STATED EXERCISE: Rewrite the rows below as a Markdown table with two columns: No. for the line number and Line for the text of each line. Skip blank lines and leave the pictures out.

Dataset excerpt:
--------------------
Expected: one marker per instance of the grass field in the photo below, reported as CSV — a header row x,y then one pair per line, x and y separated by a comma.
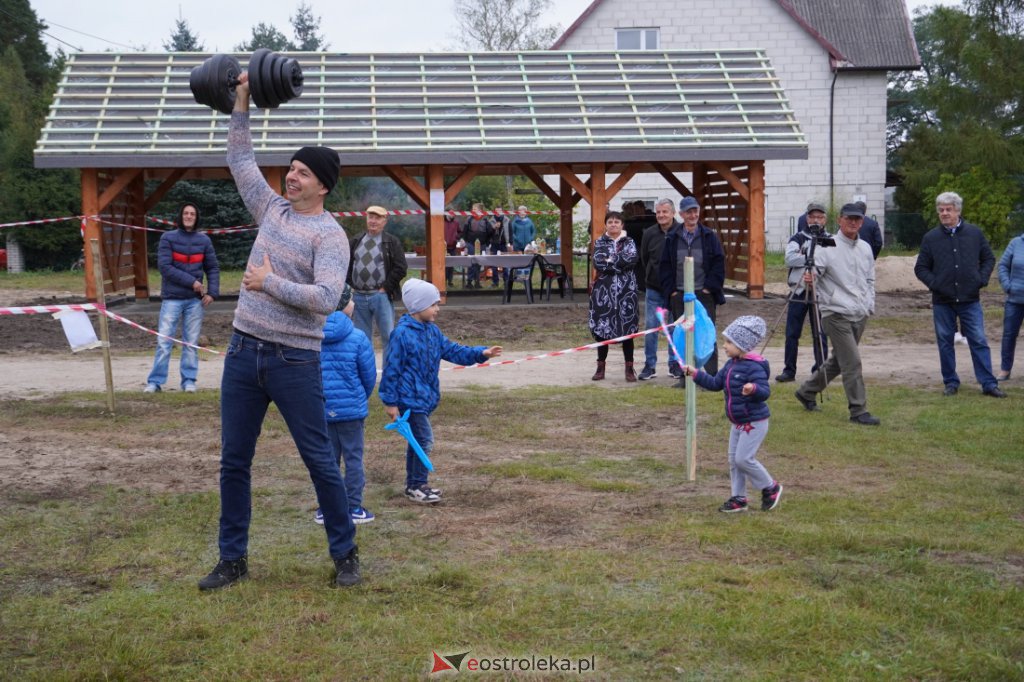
x,y
897,553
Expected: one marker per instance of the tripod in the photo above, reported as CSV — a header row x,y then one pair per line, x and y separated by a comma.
x,y
814,237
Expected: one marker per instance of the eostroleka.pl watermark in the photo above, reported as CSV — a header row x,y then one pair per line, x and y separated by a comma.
x,y
459,663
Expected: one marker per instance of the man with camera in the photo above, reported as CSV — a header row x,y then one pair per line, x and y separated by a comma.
x,y
796,258
843,280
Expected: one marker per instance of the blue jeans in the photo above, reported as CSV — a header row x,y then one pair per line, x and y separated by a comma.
x,y
1013,314
346,441
797,311
652,301
370,307
257,373
972,326
187,312
416,472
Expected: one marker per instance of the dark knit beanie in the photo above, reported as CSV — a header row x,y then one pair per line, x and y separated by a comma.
x,y
324,162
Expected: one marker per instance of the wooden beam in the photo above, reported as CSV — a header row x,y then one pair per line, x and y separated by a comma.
x,y
164,187
412,186
539,182
621,181
734,180
672,179
756,228
436,249
564,203
114,188
139,264
566,172
597,205
460,182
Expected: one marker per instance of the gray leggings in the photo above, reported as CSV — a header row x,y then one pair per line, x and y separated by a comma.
x,y
743,442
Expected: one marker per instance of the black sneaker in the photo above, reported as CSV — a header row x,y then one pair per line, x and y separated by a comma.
x,y
770,497
348,569
733,505
866,419
224,573
809,406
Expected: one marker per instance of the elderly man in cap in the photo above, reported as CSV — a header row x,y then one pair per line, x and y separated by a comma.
x,y
870,231
375,274
844,276
799,308
293,281
954,262
694,240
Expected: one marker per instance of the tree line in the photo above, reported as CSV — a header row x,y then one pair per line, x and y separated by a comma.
x,y
955,124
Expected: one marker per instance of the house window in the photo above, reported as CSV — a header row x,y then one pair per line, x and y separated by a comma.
x,y
636,39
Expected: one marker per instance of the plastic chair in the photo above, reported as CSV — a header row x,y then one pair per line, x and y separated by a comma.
x,y
524,275
553,272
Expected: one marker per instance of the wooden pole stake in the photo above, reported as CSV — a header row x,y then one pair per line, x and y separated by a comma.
x,y
104,337
691,389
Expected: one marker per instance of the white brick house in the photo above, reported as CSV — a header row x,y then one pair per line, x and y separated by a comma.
x,y
833,57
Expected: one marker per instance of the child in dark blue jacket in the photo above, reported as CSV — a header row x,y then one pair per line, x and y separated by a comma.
x,y
348,369
744,380
410,381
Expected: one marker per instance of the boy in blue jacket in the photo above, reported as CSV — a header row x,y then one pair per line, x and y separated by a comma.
x,y
348,369
744,380
410,381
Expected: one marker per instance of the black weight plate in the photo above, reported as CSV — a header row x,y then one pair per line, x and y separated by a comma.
x,y
280,82
197,83
266,74
222,70
292,79
255,82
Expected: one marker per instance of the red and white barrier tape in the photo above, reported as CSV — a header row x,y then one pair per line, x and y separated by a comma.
x,y
33,309
38,222
43,309
556,353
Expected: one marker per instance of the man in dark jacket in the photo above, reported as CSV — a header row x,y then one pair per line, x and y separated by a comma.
x,y
375,273
954,262
184,255
694,240
870,231
651,245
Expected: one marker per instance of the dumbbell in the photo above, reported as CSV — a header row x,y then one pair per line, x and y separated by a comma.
x,y
273,80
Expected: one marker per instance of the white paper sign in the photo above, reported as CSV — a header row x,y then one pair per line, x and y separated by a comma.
x,y
78,329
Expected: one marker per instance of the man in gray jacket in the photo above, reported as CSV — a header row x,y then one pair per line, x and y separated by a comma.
x,y
845,284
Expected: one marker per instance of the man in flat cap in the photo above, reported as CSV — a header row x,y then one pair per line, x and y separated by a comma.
x,y
293,281
693,239
799,308
844,278
375,274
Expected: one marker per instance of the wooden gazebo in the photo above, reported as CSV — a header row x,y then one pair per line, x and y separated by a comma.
x,y
589,121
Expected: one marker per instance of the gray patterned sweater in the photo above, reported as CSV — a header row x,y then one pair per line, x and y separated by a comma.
x,y
308,254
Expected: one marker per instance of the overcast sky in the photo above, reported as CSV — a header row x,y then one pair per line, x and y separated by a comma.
x,y
350,26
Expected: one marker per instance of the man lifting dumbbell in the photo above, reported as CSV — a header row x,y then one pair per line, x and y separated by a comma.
x,y
294,280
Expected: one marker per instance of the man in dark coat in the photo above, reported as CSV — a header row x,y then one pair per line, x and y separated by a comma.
x,y
696,241
954,262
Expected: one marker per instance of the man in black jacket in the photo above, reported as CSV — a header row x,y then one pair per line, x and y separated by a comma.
x,y
954,263
651,245
695,240
375,273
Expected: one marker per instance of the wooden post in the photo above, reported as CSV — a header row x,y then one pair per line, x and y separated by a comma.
x,y
90,206
104,337
691,389
756,231
436,249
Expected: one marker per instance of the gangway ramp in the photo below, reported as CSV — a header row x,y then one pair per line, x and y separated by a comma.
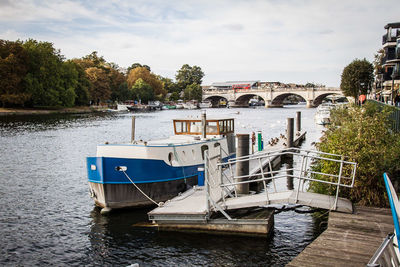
x,y
219,193
289,197
300,170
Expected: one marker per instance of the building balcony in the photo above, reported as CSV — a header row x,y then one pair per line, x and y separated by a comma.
x,y
391,38
396,72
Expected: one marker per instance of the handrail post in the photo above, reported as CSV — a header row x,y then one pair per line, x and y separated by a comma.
x,y
206,176
242,167
298,186
263,177
338,184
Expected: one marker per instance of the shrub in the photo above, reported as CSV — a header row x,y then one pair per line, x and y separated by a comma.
x,y
362,135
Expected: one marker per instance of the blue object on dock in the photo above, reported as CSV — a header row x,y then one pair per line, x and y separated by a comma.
x,y
200,176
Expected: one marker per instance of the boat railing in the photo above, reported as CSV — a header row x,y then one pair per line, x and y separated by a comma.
x,y
222,178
--------------------
EXPECTED ANSWER:
| No. | Line |
|---|---|
| 1 | Expected: one marker per instance of the grass field in the photo below, reported as CSV — a header row x,y then one pair per line, x and y separated by a comma. |
| 2 | x,y |
| 3 | 897,553 |
| 4 | Expected: one marker per instance of the tripod in the photo above, reported as CSV — a header row x,y then one pair per line, x and y separated by a comma. |
| 5 | x,y |
| 6 | 814,237 |
| 7 | Expected: one marker per instance of the eostroleka.pl watermark in the photo above, reported as CSV — a header row x,y then one pair per line, x and y separated by a comma. |
| 8 | x,y |
| 9 | 459,663 |
| 10 | Expected: one marker per instance of the man with camera in the photo above, reported as CSV — a header row x,y then one pair per line, x and y separated by a comma. |
| 11 | x,y |
| 12 | 796,258 |
| 13 | 843,280 |
| 14 | Expected: one marker per instance of the blue jeans in the photo above, reported as CSV — a header row x,y then one pair per line, x and y separated by a comma. |
| 15 | x,y |
| 16 | 1013,314 |
| 17 | 346,441 |
| 18 | 797,311 |
| 19 | 652,301 |
| 20 | 370,307 |
| 21 | 257,373 |
| 22 | 972,326 |
| 23 | 187,312 |
| 24 | 416,472 |
| 25 | Expected: one marker per instance of the dark knit beanie in the photo above, reported as CSV — a header row x,y then one pair per line, x and y separated by a comma. |
| 26 | x,y |
| 27 | 324,162 |
| 28 | Expected: one marker per instance of the wooden beam in the photo above, reported as CSV — a header row x,y then one pair per line, x and y separated by a comma. |
| 29 | x,y |
| 30 | 164,187 |
| 31 | 412,186 |
| 32 | 539,182 |
| 33 | 621,181 |
| 34 | 734,180 |
| 35 | 672,179 |
| 36 | 756,228 |
| 37 | 436,249 |
| 38 | 564,203 |
| 39 | 114,188 |
| 40 | 139,264 |
| 41 | 566,172 |
| 42 | 597,205 |
| 43 | 460,182 |
| 44 | Expected: one marker per instance of the gray leggings in the photo above, reported as CSV — a header row x,y then one pair per line, x and y separated by a comma. |
| 45 | x,y |
| 46 | 743,442 |
| 47 | Expected: one marker per instance of the black sneaker in the photo above, reported as CSV — a header row x,y then one pair per line, x and y separated by a comma. |
| 48 | x,y |
| 49 | 770,497 |
| 50 | 348,569 |
| 51 | 733,505 |
| 52 | 866,419 |
| 53 | 224,573 |
| 54 | 809,406 |
| 55 | Expected: one marker per instance of the elderly man in cap in the photo above, reported as CSV — a header row x,y then one pair per line, x and y separated by a comma. |
| 56 | x,y |
| 57 | 870,231 |
| 58 | 375,274 |
| 59 | 844,276 |
| 60 | 799,308 |
| 61 | 293,281 |
| 62 | 954,262 |
| 63 | 694,240 |
| 64 | Expected: one marker per instance of the tree line in the photo above, reported as CSV — a header row x,y then one pair per line, x and y separated by a comma. |
| 65 | x,y |
| 66 | 955,124 |
| 67 | Expected: one marker per instance of the house window in the photo above, reported as CSV — a header row x,y then one pair per line, x and y separated by a comma. |
| 68 | x,y |
| 69 | 636,39 |
| 70 | Expected: one marker per instance of the plastic chair in the photo above, reported as CSV — a header row x,y then one pair per line, x and y separated by a comma. |
| 71 | x,y |
| 72 | 524,275 |
| 73 | 553,272 |
| 74 | Expected: one marker per instance of the wooden pole stake in the photo above, reported as CSV — a header row x,y then one pair per line, x and y separated by a comma. |
| 75 | x,y |
| 76 | 104,337 |
| 77 | 691,389 |
| 78 | Expected: one marker per instance of the white brick house in the photo above, reported as CSV — a header row x,y then one pair per line, x and y separated by a comma. |
| 79 | x,y |
| 80 | 833,57 |
| 81 | Expected: one marker per instance of the child in dark blue jacket in the photo above, reported as CSV — a header row x,y then one pair per line, x and y separated by a comma. |
| 82 | x,y |
| 83 | 348,369 |
| 84 | 744,380 |
| 85 | 410,381 |
| 86 | Expected: one marker per instance of the boy in blue jacket in the photo above, reported as CSV — a header row x,y then one pair per line, x and y separated by a comma. |
| 87 | x,y |
| 88 | 348,369 |
| 89 | 744,380 |
| 90 | 410,381 |
| 91 | Expected: one marker per instance of the black weight plate in the photo above, reported as CSV — a header row x,y then one pair per line, x and y separated by a comma. |
| 92 | x,y |
| 93 | 280,82 |
| 94 | 197,83 |
| 95 | 266,74 |
| 96 | 222,70 |
| 97 | 292,79 |
| 98 | 255,82 |
| 99 | Expected: one marker per instance of the red and white barrier tape in the photo above, reported as CSV — a header row x,y then one pair per line, x and y separated by a comma. |
| 100 | x,y |
| 101 | 33,309 |
| 102 | 38,222 |
| 103 | 43,309 |
| 104 | 556,353 |
| 105 | Expected: one marker per instance of the man in dark jacket in the photo above, reported as CSV — a header row x,y then one pair per line, x and y separated by a comma. |
| 106 | x,y |
| 107 | 375,273 |
| 108 | 954,262 |
| 109 | 184,255 |
| 110 | 694,240 |
| 111 | 870,231 |
| 112 | 651,245 |
| 113 | Expected: one marker per instance of the dumbbell in the photo above, reported as CSV — a header row x,y then one pair per line, x and y separated by a comma. |
| 114 | x,y |
| 115 | 273,80 |
| 116 | Expected: one marker per instance of the white paper sign in the photo above, reported as CSV — a header row x,y then one pair per line, x and y separated by a comma. |
| 117 | x,y |
| 118 | 78,329 |
| 119 | Expected: one marker per instance of the man in gray jacket in the photo above, reported as CSV — a header row x,y then one pair per line, x and y separated by a comma. |
| 120 | x,y |
| 121 | 845,284 |
| 122 | Expected: one marker per instance of the man in flat cap in the photo above, reported as CSV — a header row x,y then one pair per line, x and y separated by a comma. |
| 123 | x,y |
| 124 | 293,281 |
| 125 | 693,239 |
| 126 | 799,308 |
| 127 | 844,278 |
| 128 | 375,274 |
| 129 | Expected: one marker per instance of the wooden gazebo in the photo above, reported as CSV — a header row x,y then one pair per line, x and y separated by a comma. |
| 130 | x,y |
| 131 | 589,121 |
| 132 | Expected: one marker per instance of the gray patterned sweater in the photo above, reported as CSV — a header row x,y then one pair per line, x and y separated by a comma. |
| 133 | x,y |
| 134 | 308,254 |
| 135 | Expected: one marker per instance of the overcast sky in the photo above, reported as CSV — a header row x,y then one pair per line, x and y separated by a comma. |
| 136 | x,y |
| 137 | 350,26 |
| 138 | Expected: one marker per instance of the man lifting dumbbell in the photo above, reported as CSV — a header row x,y then one pair per line, x and y separated by a comma. |
| 139 | x,y |
| 140 | 294,280 |
| 141 | Expected: one marker per instance of the man in dark coat in the photo above, reported as CSV — a header row x,y then one pair per line, x and y separated by a comma. |
| 142 | x,y |
| 143 | 696,241 |
| 144 | 954,262 |
| 145 | Expected: one marker per instance of the man in black jacket in the photo above, reported as CSV — a header row x,y then one pair per line, x and y separated by a comma. |
| 146 | x,y |
| 147 | 954,263 |
| 148 | 651,245 |
| 149 | 695,240 |
| 150 | 375,273 |
| 151 | Expected: one marker per instance of the wooden post in the photo above, reported as CSV — a header row x,y then one pair per line, x and y separated by a comma. |
| 152 | x,y |
| 153 | 90,206 |
| 154 | 104,337 |
| 155 | 691,389 |
| 156 | 756,231 |
| 157 | 436,249 |
| 158 | Expected: one marker per instance of the gangway ramp in the photo below, reported as CSV — a header row x,y then one pair per line, x and y separated by a comma. |
| 159 | x,y |
| 160 | 219,193 |
| 161 | 289,197 |
| 162 | 300,170 |
| 163 | Expected: one marker per instance of the building balcony in the photo above, reported as CSV — a header row x,y then one pair per line, x and y separated by a comma. |
| 164 | x,y |
| 165 | 391,38 |
| 166 | 396,72 |
| 167 | Expected: one marker per instance of the handrail post in the photo above, reported as CSV — a header row x,y then one pair per line, x and y separated by a comma. |
| 168 | x,y |
| 169 | 206,176 |
| 170 | 242,167 |
| 171 | 298,186 |
| 172 | 263,177 |
| 173 | 338,184 |
| 174 | Expected: one marker per instance of the shrub in the photo above, reported as CSV — a header row x,y then one pair per line, x and y separated by a comma. |
| 175 | x,y |
| 176 | 362,135 |
| 177 | Expected: one marker per instance of the blue object on dock in the photo above, reported as CSV — a header row x,y then one pair per line, x and y separated by a comma. |
| 178 | x,y |
| 179 | 200,176 |
| 180 | Expected: one marker per instance of the boat railing in the photo above, reported as CSV — a header row x,y then one pair per line, x and y separated by a comma. |
| 181 | x,y |
| 182 | 222,178 |